▶ [PROVIDED RECORDS]:
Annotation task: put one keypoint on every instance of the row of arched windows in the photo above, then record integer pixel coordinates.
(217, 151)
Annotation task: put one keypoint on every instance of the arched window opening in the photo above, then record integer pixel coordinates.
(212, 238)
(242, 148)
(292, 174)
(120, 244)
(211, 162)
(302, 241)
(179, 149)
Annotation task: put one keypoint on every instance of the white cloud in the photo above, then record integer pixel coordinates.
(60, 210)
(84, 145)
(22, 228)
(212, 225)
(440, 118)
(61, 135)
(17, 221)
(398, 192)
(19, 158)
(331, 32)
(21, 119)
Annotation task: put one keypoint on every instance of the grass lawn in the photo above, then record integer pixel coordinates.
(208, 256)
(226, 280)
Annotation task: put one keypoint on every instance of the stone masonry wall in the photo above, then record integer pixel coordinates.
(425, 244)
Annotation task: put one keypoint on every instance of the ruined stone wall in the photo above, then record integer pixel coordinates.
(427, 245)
---
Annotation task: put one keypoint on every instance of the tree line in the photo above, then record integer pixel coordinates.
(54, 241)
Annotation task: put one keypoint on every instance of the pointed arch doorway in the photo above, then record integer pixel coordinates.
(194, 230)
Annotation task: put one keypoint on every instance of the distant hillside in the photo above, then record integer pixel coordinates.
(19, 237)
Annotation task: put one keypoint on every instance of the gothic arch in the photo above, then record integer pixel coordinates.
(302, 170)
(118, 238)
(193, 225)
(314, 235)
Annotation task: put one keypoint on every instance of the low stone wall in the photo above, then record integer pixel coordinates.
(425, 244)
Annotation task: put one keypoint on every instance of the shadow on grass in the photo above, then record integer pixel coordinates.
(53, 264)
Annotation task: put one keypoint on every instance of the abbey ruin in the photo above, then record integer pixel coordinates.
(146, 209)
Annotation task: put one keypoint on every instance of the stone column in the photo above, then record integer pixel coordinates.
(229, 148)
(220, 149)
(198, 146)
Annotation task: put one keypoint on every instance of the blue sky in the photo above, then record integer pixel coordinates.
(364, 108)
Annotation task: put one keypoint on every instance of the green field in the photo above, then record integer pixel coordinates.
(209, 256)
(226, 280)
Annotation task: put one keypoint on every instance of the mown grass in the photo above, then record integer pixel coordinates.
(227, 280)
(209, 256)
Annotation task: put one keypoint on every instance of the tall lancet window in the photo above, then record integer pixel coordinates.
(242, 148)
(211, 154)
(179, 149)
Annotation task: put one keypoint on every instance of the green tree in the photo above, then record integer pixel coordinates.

▶ [DIRECTIONS]:
From the records above, transcribe exactly the run of lines that opens with the line holding "the stone column" and closes with the line holding "the green tree", both included.

▶ [ANSWER SPACE]:
Annotation task: put one keypoint on every instance of the stone column in the photo above, then record integer pixel coordinates.
(229, 148)
(220, 149)
(198, 146)
Annotation task: put one keypoint on every instance of the blue sky in the photo above, then record integer pixel coordinates.
(364, 108)
Annotation task: put one keypoint on every instance of the green field in the photo above, then record integer pixel coordinates.
(209, 256)
(226, 280)
Annotation task: put one keypoint on every instance of the mown grass in the photo above, then record integer pixel coordinates.
(227, 280)
(209, 256)
Annotation task: put one keypoint on every instance of the tall lancet window in the photo above, then record integer pixel coordinates.
(242, 148)
(211, 154)
(179, 149)
Annotation task: put one keypoint on every instance of the green tree in the photo above, then record integer pixel coordinates.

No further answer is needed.